** Page **
The job scheduler uses an algorithm to prioritise the jobs, weighing aspects such as:

how much time did you request to run your job?
how many resources (CPUs and RAM) do you need?
how many other jobs have you got running at the moment?

Based on these, the algorithm will rank each of the jobs in the queue to decide on a “fair” way to prioritise them. Note that this priority dynamically changes all the time, as jobs are submitted or cancelled by the users, and depending on how long they have been in the queue. For example, a job requesting many resources may start with a low priority, but the longer it waits in the queue, the more its priority increases.

6.2 Submitting a Job with LSF

To submit a job to LSF, you need to include your code in a shell script. Let’s start with a minimal example in lsf/simple_job.sh, which contains the following code:

#!/bin/bash

sleep 60 # hold for 60 seconds
echo "This job is running on:"
hostname

We can run this script from the login node using the bash interpreter (make sure you are in the correct directory first: cd ~/hpc_workshop/):

bash lsf/simple_job.sh

This job is running on:
gen3-head1

To submit the job to the scheduler we instead use the bsub command in a very similar way:

bsub lsf/simple_job.sh

However, this throws back an error:

Returning output by mail is not supported on this cluster.
Please use the -o option to write output to disk.
Request aborted by esub. Job not submitted.

Do you have any ideas of what this error could be?

Our job, like all LSF jobs, has an output (echo printout and the hostname) and job statistics about what was done on the HPC. Because the Sanger LSF is set up to disallow outputs to be sent to your email by default for security reasons, it is impossible for the job to run without specifying a “standard output” file. We can fix this error using the -o argument:

bsub -o simple_job.out lsf/simple_job.sh

Instead the output is sent to a file, which we called simple_job.out. This file will be located in the same directory where you launched the job from.

However, when running again, we get another error that says:

Sorry no available user group specified for
this job. Please resubmit your job with
-G groupname or set the \$LSB_DEFAULT_USERGROUP environment variable.
Request aborted by esub. Job not submitted.

The other absolutely necessary argument for submitting a job to the Farm is the -G groupname variable. This specifies to which group at the Sanger you’re billing the compute resources. We’ll be using a temporary testing group for this course called farm-course, but once you settle into a lab you’ll use their own group name.

** Data provided **
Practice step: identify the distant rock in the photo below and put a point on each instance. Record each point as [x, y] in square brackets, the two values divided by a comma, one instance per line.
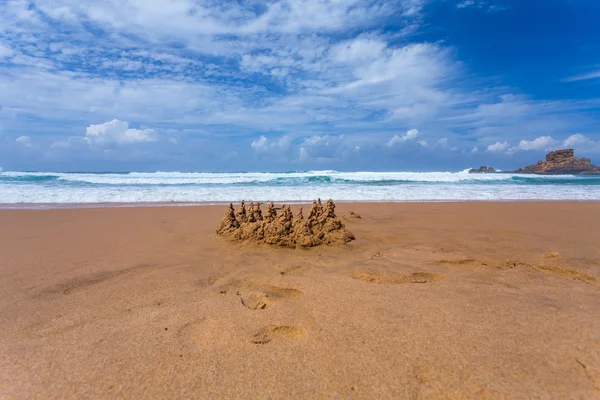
[561, 162]
[482, 170]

** What to work on **
a – Using the text on submitting jobs with LSF, decide whether each statement agrees with it. Answer yes or no for each, and quote the words of the text that settle it.
(i) Once a job is in the queue, its priority stays fixed.
(ii) The file named with -o is placed in the directory the job was launched from.
(iii) The course uses a temporary testing group called farm-course.
b – Write the next part of the LSF job-submission text, picking up after its final sentence.
The lines after the LSF text are separate material, unrelated to it.

** Responses in order **
a –
(i) No: "Note that this priority dynamically changes all the time, as jobs are submitted or cancelled by the users, and depending on how long they have been in the queue."
(ii) Yes: "This file will be located in the same directory where you launched the job from."
(iii) Yes: "We’ll be using a temporary testing group for this course called farm-course"

b –
Let’s try adding it to the bsub argument list:

bsub -o simple_job.out -G farm-course lsf/simple_job.sh

If it was submitted correctly, we should see this message:

Job <xxxxxx> is submitted to default queue <normal>.

Once the job is finished, we can investigate the output by looking inside the file, for example cat simple_job.out.

Note

The first line of the shell scripts #!/bin/bash is called a shebang and indicates which program should interpret this script. In this case, bash is the interpreter of shell scripts (there’s other shell interpreters, but that’s beyond what we need to worry about here).

Remember to always have this as the first line of your script. If you don’t, bsub will throw an error.

6.3 Configuring Job Options

The -o argument is just one of over 70 different options for submitting a job with bsub. You can imagine the bsub command would get rather long and difficult to keep track of! To make submitting a job simpler and more reproducible, you can include each of your bsub arguments as a line starting with #BSUB at the beginning of your script within the script, after the shebang.

Here is how we could modify our script:

#!/bin/bash
#BSUB -o logs/simple_job.out
#BSUB -G farm-course

sleep 8 # hold for 8 seconds
echo "This job is running on:"
hostname

If we now re-run the script using bsub simple_job.sh, the output goes to a file within the log folder named simple_job.out.

There are many other options we can specify when using LSF, and we will encounter several more of them as we progress through the materials. Here are some of the most common ones (anything in <> is user input):

Command	Description
`-cwd <path>`	working directory used for the job. This is the directory that LSF will use as a reference when running the job.
`-o <path/filename>`	file where the output that would normally be printed on the console is saved in. This is defined relative to the working directory set above.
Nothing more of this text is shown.